### WHAT YOU WILL DO:
Rewrite the stretch from the line containing "the stone paving" through the line containing "[[403, 47], [114, 183]]", substituting "tool" for "function" and keeping everything else the same.

Dataset excerpts on object pointing:
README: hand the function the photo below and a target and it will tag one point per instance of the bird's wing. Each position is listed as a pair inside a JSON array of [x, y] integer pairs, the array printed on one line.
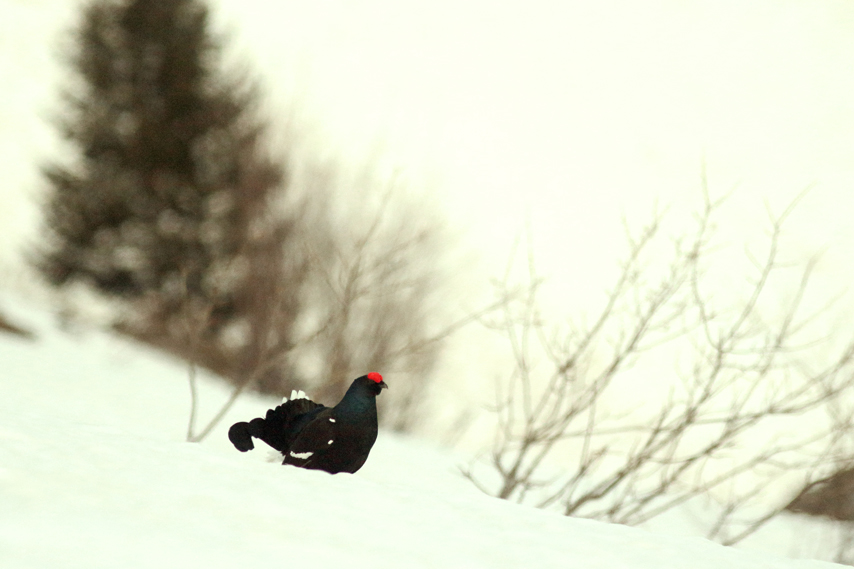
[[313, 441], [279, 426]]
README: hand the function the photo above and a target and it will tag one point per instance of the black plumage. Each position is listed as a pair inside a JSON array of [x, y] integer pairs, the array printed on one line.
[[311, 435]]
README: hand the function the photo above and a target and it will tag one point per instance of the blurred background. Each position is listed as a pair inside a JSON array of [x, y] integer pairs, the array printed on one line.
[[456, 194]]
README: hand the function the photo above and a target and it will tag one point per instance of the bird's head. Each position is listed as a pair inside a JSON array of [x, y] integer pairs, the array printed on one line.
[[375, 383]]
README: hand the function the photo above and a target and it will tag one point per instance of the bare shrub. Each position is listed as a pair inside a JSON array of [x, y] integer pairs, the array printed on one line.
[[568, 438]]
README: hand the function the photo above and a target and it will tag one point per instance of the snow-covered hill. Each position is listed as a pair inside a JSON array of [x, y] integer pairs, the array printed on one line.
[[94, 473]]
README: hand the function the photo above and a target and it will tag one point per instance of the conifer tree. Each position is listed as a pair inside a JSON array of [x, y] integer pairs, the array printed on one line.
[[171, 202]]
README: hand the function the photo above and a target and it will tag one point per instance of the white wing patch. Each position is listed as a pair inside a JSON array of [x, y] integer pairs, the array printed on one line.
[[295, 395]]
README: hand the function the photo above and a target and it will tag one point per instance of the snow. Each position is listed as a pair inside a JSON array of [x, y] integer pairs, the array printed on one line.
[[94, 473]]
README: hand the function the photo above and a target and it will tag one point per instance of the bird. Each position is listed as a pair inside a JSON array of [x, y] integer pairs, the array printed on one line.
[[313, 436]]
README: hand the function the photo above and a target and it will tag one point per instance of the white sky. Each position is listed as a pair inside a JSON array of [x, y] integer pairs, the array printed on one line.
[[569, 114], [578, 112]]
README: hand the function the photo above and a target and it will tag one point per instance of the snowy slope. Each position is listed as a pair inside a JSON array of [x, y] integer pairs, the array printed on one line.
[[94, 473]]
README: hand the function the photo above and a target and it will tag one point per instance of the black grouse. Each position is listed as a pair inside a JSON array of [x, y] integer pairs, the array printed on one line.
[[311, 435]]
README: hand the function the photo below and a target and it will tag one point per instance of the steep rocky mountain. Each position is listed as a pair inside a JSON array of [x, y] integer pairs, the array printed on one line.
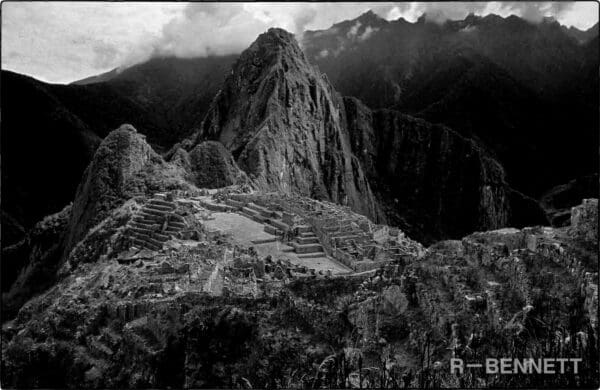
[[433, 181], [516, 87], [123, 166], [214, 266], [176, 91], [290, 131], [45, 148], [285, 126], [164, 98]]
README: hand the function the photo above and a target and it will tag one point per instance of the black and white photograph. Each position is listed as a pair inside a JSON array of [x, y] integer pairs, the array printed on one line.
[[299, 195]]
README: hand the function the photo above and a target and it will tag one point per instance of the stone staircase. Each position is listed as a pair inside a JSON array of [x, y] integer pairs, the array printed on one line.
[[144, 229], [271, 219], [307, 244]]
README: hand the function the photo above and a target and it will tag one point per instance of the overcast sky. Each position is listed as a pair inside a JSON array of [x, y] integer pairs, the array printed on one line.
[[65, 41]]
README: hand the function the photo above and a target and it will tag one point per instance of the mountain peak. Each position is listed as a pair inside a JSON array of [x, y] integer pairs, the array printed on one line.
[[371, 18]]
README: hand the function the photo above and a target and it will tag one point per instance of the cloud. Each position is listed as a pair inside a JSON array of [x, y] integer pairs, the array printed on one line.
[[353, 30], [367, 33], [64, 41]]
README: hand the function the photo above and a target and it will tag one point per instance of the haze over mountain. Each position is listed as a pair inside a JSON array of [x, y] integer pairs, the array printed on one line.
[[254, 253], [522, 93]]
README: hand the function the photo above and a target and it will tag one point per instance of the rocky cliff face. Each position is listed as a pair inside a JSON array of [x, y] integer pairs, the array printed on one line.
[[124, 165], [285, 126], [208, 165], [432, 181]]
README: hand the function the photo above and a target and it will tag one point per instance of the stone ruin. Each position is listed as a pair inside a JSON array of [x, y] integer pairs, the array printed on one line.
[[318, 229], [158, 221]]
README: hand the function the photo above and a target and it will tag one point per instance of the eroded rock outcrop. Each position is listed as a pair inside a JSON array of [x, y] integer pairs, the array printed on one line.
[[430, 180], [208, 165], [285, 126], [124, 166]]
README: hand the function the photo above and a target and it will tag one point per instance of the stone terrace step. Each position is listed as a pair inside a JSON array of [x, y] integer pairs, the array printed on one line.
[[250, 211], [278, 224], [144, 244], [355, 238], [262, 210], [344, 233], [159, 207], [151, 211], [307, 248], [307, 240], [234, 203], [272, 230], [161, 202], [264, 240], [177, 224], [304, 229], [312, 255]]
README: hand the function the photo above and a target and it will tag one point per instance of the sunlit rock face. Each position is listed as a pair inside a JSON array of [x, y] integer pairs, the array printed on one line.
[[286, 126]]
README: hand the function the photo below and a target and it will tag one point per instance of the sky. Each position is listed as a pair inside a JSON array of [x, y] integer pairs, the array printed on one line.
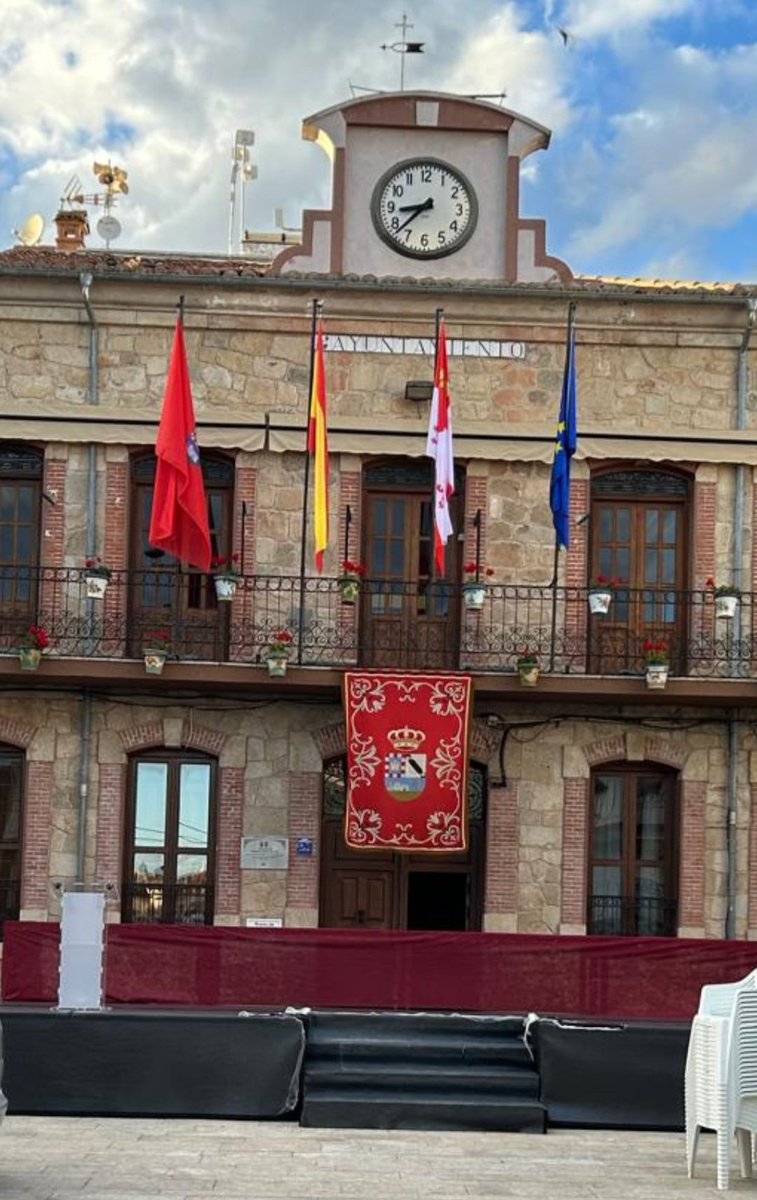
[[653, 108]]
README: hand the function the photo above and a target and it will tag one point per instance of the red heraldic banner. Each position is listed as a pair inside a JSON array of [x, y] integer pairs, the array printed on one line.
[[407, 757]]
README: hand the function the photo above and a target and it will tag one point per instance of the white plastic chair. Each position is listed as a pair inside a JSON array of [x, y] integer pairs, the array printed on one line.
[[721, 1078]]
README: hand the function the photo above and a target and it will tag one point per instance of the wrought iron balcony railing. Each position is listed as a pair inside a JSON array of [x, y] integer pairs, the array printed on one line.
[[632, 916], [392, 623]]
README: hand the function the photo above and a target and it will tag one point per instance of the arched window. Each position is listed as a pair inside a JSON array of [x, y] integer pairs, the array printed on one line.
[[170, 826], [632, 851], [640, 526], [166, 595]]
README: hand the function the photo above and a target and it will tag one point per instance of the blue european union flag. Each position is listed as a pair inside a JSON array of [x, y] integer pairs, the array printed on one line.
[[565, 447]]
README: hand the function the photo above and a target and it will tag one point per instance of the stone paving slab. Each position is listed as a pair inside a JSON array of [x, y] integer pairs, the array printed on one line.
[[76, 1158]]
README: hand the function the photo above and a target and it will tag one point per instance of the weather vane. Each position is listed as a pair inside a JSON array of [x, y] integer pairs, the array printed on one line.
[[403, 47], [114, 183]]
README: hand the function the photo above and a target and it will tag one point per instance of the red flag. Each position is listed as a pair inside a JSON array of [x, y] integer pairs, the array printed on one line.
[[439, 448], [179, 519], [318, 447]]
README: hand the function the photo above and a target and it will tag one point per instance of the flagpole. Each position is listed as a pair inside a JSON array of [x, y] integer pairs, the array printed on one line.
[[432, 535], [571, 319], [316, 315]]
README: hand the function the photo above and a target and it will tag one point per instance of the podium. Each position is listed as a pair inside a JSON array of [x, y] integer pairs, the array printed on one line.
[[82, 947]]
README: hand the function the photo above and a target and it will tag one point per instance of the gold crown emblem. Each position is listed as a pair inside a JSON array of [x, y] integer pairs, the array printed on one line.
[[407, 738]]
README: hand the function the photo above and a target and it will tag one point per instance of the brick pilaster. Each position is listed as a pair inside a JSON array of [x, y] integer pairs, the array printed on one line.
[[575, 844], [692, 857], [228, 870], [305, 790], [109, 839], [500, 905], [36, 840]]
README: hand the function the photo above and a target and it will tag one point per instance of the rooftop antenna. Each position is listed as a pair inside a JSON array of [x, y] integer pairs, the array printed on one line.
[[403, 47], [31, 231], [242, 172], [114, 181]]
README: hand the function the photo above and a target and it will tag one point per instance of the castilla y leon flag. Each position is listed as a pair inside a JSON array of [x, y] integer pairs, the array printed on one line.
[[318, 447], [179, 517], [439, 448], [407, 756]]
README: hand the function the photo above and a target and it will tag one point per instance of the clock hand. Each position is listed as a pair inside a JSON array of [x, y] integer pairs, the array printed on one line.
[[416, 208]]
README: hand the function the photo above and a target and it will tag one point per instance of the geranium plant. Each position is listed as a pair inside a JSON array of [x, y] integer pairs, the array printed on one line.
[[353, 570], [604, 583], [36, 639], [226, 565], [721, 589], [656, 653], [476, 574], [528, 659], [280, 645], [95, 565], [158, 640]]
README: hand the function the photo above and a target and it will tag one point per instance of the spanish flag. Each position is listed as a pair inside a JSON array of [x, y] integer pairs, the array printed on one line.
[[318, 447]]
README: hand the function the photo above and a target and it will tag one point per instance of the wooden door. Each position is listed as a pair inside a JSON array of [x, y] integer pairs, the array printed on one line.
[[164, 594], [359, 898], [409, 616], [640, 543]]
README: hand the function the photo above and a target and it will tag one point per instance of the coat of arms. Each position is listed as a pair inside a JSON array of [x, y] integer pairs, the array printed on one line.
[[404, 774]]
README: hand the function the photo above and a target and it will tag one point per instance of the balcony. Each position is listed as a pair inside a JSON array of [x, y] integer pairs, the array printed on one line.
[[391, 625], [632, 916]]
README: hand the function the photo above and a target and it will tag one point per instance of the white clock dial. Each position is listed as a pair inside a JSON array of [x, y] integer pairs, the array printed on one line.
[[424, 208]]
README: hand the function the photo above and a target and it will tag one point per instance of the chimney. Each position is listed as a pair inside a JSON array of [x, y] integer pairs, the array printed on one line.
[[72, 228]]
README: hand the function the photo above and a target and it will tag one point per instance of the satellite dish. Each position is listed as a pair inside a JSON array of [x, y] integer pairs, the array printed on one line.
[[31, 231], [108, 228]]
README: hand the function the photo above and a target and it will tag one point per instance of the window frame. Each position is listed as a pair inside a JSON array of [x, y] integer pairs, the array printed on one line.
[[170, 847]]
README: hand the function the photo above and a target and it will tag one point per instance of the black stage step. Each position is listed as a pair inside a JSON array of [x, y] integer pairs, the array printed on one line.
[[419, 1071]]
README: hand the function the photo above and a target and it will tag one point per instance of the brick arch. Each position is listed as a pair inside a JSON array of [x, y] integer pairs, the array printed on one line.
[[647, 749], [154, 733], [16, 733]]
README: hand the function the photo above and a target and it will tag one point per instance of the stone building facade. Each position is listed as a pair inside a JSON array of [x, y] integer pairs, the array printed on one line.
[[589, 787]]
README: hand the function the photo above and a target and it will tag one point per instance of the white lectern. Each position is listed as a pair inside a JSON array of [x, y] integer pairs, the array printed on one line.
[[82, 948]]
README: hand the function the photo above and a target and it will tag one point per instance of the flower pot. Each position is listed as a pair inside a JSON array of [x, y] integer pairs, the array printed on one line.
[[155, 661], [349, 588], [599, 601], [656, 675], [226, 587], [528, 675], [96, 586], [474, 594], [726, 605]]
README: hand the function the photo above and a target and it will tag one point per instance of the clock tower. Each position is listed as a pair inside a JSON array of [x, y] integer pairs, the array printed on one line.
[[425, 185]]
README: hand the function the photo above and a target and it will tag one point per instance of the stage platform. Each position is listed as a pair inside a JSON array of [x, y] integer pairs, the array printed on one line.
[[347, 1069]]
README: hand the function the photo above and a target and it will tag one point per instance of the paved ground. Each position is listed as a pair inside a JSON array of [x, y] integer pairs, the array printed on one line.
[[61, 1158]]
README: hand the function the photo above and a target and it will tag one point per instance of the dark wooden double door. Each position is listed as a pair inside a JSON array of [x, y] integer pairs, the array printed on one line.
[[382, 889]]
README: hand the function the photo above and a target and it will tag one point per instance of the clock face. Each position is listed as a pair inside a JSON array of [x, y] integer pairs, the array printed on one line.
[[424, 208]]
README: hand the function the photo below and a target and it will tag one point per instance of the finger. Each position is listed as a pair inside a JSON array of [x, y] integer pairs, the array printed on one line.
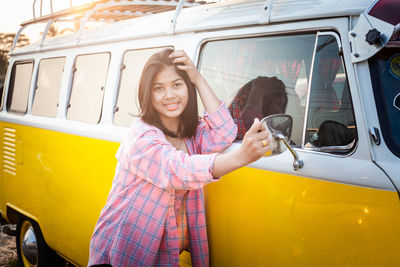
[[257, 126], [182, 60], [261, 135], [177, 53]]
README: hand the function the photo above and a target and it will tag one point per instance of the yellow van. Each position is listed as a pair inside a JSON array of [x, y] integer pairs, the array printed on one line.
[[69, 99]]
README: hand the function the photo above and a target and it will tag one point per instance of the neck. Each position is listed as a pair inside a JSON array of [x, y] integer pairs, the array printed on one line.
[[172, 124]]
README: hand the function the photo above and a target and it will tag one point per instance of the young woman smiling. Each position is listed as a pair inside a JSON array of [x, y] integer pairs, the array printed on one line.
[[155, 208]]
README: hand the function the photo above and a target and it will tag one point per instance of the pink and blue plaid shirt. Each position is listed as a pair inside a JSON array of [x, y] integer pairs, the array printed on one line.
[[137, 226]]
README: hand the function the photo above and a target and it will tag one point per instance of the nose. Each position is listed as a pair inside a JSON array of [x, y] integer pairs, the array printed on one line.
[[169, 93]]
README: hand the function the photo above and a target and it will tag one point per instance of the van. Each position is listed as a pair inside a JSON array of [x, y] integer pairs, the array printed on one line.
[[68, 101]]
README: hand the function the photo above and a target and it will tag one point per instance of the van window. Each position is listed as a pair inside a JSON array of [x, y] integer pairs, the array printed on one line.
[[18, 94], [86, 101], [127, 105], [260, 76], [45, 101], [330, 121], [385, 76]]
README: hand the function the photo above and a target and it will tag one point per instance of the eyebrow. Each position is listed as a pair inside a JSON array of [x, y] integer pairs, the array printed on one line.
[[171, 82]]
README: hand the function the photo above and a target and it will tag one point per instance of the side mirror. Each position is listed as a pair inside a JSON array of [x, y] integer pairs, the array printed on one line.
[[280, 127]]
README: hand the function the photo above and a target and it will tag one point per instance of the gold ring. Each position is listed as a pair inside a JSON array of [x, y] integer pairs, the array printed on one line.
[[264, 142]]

### TASK SOLUTION:
README: hand the tool the photo above and a target and it will tag one point per instance of the stone paving slab. Each position is listed as a pair inside a JSON array of [x, y] integer pairs, the array printed on one line.
[[76, 1158]]
README: hand the tool the photo above and a target and it will tag one point per instance of the weather vane. Each position is listed as a pair inside a JSON array of [x, y] integer pairs, the array printed on one line.
[[403, 47], [114, 183]]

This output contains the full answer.